→ ACTIVITY A: Turn everything in the records, from their first line down through the line containing "box: [253, 155, 338, 263]", into a JSON list of strings with one string per line. Leave out blank lines.

→ PAGE TEXT:
↓↓↓

Ideally, you can decide to run at a particular degree of parallelism and create a number of location files that are a multiple of the degree of parallelism, as described in the following procedure.
To set up parallel processing for maximum performance:
Identify the maximum DOP that your Oracle DBA will permit you to use when running Oracle SQL Connector for HDFS.
When loading a huge amount of data into an Oracle database, you should also work with the DBA to identify a time when the maximum resources are available.
Create a number of location files that is a small multiple of the DOP. For example, if the DOP is 8, then you might create 8, 16, 24, or 32 location files.
Create a number of HDFS files that are about the same size and a multiple of the number of location files. For example, if you have 32 location files, then you might create 128, 1280, or more HDFS files, depending on the amount of data and the minimum HDFS file size.
Set the DOP for the data load, using either the ALTER SESSION
command or hints in the SQL SELECT
statement.
This example sets the DOP to 8 using ALTER SESSION
:
ALTER SESSION FORCE PARALLEL DML PARALLEL 8; ALTER SESSION FORCE PARALLEL QUERY PARALLEL 8;
The next example sets the DOP to 8 using the PARALLEL
hint:
INSERT /*+ parallel(my_db_table,8) */ INTO my_db_table \ SELECT /*+ parallel(my_hdfs_external_table,8) */ * \ FROM my_hdfs_external_table;
An APPEND
hint in the SQL INSERT
statement can also help improve performance.
The Oracle SQL Connector for HDFS command-line tool, ExternalTable
, creates an external table and publishes the HDFS URI information to location files. The external table location files are stored in the directory specified by the oracle.hadoop.exttab.defaultDirectory
property. For an Oracle RAC database, this directory must reside on a distributed file system that is accessible to each database server.
ExternalTable
manages the location files of the external table, which involves the following operations:
Generating new location files in the database directory after checking for name conflicts
Deleting existing location files in the database directory as necessary
Publishing data URIs to new location files
Altering the LOCATION
clause of the external table to match the new location files
Location file management for the supported data sources is described in the following topics.
The ORACLE_LOADER
access driver is required to access Data Pump files. The driver requires that each location file corresponds to a single Data Pump file in HDFS. Empty location files are not allowed, and so the number of location files in the external table must exactly match the number of data files in HDFS.
Oracle SQL Connector for HDFS automatically takes over location file management and ensures that the number of location files in the external table equals the number of Data Pump files in HDFS.
The ORACLE_LOADER
access driver has no limitation on the number of location files. Each location file can correspond to one or more data files in HDFS. The number of location files for the external table is suggested by the oracle.hadoop.exttab.locationFileCount
configuration property.

↑↑↑

→ SOURCE DATA:
↓↓↓

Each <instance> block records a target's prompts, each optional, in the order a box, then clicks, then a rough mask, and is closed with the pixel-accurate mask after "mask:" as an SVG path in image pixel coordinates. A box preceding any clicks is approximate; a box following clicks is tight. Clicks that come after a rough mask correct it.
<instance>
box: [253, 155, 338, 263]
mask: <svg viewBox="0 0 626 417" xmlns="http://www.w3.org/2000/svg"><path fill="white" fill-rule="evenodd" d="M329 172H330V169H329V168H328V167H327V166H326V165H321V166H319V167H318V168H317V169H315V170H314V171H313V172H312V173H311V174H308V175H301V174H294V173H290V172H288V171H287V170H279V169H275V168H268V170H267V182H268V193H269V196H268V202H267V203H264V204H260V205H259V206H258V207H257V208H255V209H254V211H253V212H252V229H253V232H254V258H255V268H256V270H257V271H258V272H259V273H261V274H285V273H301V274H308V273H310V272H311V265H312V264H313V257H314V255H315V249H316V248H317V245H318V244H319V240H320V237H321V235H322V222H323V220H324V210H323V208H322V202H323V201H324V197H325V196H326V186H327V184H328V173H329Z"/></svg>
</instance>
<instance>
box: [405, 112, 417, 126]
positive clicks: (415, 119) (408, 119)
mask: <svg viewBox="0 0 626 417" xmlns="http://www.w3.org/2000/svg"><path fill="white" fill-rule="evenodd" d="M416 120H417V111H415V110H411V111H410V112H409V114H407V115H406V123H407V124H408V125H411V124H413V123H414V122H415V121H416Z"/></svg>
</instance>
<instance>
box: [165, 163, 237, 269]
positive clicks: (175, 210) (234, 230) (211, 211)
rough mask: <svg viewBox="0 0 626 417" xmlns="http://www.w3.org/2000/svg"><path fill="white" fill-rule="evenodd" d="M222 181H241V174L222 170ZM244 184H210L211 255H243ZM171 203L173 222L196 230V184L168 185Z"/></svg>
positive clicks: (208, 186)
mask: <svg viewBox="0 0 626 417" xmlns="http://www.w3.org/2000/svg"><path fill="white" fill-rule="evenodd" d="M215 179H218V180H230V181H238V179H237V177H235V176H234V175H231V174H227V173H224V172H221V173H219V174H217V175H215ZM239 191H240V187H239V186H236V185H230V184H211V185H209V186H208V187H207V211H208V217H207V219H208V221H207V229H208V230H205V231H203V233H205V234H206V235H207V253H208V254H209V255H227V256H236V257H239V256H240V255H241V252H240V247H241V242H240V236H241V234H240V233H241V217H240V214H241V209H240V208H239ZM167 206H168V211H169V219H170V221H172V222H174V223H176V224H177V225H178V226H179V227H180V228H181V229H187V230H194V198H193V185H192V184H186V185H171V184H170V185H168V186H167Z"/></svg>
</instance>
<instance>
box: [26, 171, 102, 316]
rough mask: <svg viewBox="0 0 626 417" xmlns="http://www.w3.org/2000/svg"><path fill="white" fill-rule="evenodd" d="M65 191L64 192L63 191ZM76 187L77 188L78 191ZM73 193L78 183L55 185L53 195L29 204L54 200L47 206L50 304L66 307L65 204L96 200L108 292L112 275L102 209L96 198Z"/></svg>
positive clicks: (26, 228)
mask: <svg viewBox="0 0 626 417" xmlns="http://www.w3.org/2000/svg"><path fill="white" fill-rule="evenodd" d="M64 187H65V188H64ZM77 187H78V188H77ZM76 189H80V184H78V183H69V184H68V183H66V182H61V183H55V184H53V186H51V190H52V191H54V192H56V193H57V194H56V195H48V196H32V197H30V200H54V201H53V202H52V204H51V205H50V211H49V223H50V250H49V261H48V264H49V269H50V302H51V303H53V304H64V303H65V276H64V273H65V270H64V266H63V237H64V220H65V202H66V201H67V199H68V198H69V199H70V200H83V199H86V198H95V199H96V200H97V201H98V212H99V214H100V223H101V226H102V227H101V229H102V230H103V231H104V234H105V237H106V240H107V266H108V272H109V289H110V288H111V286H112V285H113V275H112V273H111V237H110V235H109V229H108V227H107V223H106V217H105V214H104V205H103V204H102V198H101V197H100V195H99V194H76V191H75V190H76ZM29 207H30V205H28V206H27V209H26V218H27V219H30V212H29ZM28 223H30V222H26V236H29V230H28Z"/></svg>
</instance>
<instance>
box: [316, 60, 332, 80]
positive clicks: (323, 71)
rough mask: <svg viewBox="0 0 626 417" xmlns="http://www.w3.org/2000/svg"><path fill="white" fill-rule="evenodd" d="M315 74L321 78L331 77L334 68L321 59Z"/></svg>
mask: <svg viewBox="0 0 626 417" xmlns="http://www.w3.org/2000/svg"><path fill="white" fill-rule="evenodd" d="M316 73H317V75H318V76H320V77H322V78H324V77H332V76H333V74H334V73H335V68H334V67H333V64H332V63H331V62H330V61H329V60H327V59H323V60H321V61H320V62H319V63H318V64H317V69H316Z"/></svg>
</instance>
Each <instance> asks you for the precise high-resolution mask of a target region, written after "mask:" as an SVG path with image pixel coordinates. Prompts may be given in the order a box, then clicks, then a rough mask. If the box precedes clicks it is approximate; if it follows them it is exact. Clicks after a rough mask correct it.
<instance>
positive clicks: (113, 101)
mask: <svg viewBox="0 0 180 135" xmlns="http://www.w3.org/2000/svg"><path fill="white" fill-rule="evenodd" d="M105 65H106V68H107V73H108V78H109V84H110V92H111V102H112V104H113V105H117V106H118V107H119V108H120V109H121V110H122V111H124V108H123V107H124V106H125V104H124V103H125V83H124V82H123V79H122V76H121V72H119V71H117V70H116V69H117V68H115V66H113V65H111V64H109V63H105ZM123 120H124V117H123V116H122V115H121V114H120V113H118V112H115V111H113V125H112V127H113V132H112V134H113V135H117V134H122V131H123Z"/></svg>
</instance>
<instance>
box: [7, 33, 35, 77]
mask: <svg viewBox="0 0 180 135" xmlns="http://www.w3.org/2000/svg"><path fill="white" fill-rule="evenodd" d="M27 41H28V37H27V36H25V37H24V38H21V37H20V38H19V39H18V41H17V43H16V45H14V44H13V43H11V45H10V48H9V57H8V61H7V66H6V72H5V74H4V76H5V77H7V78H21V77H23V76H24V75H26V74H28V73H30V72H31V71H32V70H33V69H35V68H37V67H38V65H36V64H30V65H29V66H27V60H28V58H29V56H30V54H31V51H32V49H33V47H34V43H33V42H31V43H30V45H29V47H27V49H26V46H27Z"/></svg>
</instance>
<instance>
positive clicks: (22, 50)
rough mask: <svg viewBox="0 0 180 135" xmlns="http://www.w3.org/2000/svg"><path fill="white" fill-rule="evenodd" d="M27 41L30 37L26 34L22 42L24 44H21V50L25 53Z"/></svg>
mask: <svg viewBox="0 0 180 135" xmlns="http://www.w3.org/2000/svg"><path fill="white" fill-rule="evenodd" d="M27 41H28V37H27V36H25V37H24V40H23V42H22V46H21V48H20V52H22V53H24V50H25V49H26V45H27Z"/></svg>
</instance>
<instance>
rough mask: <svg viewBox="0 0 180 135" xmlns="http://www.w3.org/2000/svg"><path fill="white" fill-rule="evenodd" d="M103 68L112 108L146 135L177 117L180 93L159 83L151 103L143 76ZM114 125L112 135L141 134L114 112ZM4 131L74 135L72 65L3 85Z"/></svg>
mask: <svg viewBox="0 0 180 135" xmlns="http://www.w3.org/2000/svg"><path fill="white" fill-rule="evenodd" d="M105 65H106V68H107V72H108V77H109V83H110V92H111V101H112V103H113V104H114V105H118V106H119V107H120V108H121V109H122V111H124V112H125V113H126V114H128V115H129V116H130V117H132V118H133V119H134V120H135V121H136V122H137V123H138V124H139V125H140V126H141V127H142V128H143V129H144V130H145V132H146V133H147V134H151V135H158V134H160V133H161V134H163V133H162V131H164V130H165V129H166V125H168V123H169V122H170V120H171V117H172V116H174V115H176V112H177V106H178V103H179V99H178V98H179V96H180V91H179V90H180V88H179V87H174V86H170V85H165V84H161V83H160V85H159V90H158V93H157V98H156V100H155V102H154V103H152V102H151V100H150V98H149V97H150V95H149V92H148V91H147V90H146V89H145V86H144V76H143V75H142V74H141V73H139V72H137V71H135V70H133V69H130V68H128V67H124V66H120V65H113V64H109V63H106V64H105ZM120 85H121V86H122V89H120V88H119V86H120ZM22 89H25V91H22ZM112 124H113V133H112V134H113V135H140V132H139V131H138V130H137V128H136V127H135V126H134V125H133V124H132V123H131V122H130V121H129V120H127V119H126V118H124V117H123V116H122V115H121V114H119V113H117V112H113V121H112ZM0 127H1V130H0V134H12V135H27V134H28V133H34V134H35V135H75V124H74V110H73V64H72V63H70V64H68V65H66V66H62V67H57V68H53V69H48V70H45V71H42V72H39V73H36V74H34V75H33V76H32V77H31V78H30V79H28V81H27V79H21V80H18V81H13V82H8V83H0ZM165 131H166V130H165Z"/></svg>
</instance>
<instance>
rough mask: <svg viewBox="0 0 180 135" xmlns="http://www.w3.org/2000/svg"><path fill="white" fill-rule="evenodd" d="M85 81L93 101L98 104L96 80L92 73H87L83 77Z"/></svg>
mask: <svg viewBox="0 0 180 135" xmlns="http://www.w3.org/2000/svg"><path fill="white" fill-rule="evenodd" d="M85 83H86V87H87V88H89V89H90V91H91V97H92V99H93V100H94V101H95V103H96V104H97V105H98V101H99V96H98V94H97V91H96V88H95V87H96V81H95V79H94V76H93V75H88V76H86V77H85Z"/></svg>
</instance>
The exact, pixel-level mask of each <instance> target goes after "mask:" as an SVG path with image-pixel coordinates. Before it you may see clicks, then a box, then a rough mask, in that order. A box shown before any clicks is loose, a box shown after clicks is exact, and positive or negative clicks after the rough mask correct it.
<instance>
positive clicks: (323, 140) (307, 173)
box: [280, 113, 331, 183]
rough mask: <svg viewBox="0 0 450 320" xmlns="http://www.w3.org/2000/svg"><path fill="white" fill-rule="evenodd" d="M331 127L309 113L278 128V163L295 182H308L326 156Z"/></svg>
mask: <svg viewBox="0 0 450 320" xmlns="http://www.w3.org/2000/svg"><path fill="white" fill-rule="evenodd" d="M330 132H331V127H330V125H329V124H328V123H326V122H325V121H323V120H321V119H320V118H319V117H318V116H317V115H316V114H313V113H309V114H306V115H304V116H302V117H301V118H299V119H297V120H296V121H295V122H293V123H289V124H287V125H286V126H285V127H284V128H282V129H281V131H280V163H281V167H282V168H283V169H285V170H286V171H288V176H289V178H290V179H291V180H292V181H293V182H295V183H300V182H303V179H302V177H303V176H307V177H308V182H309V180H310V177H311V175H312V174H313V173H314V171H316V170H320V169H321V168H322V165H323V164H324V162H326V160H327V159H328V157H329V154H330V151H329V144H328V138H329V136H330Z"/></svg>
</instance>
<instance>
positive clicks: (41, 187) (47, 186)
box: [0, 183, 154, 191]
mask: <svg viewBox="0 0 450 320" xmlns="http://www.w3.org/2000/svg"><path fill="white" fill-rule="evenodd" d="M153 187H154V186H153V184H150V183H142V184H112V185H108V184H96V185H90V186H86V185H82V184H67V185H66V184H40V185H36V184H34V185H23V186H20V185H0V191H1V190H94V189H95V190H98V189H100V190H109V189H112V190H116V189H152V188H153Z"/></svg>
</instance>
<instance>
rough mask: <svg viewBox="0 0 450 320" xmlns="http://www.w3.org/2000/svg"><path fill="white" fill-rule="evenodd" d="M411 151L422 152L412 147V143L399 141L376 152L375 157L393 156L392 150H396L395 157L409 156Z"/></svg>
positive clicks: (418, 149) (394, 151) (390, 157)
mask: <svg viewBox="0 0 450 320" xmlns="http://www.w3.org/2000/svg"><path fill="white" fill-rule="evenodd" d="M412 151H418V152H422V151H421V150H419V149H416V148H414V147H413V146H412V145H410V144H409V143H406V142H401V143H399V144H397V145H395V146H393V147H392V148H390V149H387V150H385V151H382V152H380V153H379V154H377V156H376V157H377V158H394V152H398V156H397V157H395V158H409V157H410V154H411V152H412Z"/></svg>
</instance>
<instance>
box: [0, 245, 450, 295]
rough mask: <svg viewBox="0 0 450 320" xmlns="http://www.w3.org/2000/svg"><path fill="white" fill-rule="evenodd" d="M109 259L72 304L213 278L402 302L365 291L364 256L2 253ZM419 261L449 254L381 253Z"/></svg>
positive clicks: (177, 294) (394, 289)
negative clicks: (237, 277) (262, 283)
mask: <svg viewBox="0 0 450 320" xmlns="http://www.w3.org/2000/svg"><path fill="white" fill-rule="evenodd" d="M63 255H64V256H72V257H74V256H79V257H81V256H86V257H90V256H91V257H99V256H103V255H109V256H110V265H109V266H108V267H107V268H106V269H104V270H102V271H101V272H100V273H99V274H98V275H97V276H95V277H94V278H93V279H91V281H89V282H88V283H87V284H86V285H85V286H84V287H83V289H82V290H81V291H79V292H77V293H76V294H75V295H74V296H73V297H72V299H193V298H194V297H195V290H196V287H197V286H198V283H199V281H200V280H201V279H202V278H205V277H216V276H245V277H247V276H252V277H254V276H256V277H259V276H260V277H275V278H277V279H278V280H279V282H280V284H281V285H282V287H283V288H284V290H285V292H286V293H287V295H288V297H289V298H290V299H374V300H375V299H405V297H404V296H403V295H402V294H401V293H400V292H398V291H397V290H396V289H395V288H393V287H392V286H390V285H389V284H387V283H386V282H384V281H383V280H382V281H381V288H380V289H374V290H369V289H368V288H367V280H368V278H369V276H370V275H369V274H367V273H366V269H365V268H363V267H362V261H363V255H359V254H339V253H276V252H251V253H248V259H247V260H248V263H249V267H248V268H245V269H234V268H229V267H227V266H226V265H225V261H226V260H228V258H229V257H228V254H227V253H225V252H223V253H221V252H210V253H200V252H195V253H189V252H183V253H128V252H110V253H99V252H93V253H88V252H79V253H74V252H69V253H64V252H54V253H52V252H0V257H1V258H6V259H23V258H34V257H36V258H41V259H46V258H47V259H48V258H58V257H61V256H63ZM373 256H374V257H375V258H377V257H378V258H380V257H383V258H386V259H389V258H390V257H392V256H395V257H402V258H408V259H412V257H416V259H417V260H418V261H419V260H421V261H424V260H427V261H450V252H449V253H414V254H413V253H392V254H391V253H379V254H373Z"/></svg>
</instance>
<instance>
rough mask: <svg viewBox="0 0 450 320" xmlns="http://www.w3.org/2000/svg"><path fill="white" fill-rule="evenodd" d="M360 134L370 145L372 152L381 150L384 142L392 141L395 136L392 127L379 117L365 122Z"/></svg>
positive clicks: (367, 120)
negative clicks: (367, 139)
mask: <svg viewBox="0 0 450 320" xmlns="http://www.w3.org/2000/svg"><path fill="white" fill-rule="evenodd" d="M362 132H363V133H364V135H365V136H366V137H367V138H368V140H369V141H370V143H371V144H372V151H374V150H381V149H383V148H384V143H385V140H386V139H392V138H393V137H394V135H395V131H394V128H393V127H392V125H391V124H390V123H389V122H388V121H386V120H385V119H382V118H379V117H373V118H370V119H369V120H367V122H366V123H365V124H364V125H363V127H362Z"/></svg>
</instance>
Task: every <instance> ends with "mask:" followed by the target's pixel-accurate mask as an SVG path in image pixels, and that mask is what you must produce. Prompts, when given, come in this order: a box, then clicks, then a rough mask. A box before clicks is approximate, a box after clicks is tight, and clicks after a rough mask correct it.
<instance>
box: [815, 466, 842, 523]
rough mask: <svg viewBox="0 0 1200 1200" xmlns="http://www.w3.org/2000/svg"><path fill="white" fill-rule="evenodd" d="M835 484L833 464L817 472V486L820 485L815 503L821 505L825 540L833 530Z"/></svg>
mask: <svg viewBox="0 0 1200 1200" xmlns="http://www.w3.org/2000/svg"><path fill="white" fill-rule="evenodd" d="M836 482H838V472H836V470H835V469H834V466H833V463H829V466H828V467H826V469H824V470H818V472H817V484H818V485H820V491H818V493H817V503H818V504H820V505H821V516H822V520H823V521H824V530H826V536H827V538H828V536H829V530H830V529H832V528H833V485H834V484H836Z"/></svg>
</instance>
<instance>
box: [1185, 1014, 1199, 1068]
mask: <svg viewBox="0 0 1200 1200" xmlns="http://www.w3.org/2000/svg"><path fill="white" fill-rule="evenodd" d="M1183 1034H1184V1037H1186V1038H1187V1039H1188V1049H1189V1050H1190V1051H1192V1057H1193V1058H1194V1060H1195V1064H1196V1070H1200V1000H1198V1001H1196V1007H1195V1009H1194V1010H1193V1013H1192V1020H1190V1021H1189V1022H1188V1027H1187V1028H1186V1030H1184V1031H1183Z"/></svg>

↑↑↑

→ ACTIVITY B: According to the page text on Oracle SQL Connector for HDFS, which access driver is required to access Data Pump files?

→ YOUR SOLUTION A:
[
  "Each <instance> block records a target's prompts, each optional, in the order a box, then clicks, then a rough mask, and is closed with the pixel-accurate mask after \"mask:\" as an SVG path in image pixel coordinates. A box preceding any clicks is approximate; a box following clicks is tight. Clicks that come after a rough mask correct it.",
  "<instance>",
  "box: [253, 155, 338, 263]"
]

→ YOUR SOLUTION B: The ORACLE_LOADER access driver.